(Task objective): Only the final stretch of the data is wanted: reproduce the line containing "You are given a photograph. For the bush" and each line after it, exactly.

(Region pointing data):
==========

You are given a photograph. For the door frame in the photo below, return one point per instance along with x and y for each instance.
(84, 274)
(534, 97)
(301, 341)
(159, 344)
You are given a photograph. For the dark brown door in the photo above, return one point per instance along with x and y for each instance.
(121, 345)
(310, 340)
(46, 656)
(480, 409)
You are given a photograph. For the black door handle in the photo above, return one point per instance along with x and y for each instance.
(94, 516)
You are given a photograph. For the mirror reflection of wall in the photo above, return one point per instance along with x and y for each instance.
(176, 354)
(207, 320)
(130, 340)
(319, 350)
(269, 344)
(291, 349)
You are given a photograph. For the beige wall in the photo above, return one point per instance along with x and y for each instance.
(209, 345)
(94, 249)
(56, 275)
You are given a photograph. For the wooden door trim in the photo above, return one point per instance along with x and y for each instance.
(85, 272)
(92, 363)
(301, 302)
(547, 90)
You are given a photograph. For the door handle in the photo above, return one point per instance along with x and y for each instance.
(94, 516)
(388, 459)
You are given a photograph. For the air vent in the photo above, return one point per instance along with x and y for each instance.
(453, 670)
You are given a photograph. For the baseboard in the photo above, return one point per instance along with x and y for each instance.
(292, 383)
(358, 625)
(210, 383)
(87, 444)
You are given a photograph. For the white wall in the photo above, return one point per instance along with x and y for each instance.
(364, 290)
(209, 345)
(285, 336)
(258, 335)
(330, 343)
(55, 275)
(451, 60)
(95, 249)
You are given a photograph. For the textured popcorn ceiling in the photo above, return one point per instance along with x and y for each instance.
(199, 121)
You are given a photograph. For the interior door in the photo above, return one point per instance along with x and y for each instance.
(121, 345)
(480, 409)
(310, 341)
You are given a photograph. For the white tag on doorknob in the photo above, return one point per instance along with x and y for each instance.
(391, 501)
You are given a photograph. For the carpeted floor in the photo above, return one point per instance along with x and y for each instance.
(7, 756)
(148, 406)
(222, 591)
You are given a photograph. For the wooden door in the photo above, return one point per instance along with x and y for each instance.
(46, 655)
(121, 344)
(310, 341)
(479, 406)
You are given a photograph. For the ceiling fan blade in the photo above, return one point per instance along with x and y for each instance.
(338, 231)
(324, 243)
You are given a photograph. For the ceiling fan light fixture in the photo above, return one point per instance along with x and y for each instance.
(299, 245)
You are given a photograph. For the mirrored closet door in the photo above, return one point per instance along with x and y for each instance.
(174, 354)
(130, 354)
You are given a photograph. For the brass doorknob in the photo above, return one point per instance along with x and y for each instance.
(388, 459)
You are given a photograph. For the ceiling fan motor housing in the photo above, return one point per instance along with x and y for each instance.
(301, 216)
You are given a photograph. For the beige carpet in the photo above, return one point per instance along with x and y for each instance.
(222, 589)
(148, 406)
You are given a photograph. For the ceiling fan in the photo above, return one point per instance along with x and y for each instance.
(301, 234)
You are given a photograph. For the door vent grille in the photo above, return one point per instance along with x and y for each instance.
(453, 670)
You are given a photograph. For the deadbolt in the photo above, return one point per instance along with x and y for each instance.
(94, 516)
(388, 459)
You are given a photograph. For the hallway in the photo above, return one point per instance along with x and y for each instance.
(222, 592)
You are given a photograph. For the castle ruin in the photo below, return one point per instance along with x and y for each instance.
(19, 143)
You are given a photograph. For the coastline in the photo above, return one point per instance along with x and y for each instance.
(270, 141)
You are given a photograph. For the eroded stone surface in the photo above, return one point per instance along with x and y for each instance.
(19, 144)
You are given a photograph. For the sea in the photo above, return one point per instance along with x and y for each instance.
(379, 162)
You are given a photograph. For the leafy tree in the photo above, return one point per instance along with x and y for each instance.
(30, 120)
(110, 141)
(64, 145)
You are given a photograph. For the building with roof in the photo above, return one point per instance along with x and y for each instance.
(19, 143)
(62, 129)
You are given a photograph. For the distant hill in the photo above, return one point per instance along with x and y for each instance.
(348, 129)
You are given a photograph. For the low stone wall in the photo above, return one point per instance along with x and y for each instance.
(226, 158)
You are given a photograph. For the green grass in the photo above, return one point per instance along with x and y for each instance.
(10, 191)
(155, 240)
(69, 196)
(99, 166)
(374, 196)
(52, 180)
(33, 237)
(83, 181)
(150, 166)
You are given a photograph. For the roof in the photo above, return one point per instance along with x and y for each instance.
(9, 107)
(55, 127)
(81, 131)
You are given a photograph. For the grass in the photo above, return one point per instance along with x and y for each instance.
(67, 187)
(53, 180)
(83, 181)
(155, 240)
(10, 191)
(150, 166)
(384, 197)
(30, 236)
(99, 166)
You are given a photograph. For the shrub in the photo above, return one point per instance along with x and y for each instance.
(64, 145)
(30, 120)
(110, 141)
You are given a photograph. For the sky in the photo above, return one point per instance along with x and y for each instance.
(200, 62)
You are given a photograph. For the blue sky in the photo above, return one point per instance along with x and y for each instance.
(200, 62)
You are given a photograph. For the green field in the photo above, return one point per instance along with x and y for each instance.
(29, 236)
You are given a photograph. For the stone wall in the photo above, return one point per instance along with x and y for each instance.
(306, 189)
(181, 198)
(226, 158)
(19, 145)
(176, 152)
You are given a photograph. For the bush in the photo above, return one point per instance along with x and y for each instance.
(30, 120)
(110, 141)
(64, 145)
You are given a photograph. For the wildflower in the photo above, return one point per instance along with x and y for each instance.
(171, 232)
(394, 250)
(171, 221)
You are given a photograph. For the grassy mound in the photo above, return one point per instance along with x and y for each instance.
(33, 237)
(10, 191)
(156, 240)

==========

(Answer space):
You are given a photograph. For the bush in the photo above, return one point per instance along with x and y for each instance.
(30, 120)
(110, 141)
(64, 145)
You are given a photograph. For the wildflower in the photo above, return one point per instance along with x and y for each instance.
(171, 232)
(394, 250)
(171, 221)
You are given a photograph. For the grassy mound in the photo above, return one point per instance along with x and y for each instance.
(33, 237)
(10, 191)
(156, 240)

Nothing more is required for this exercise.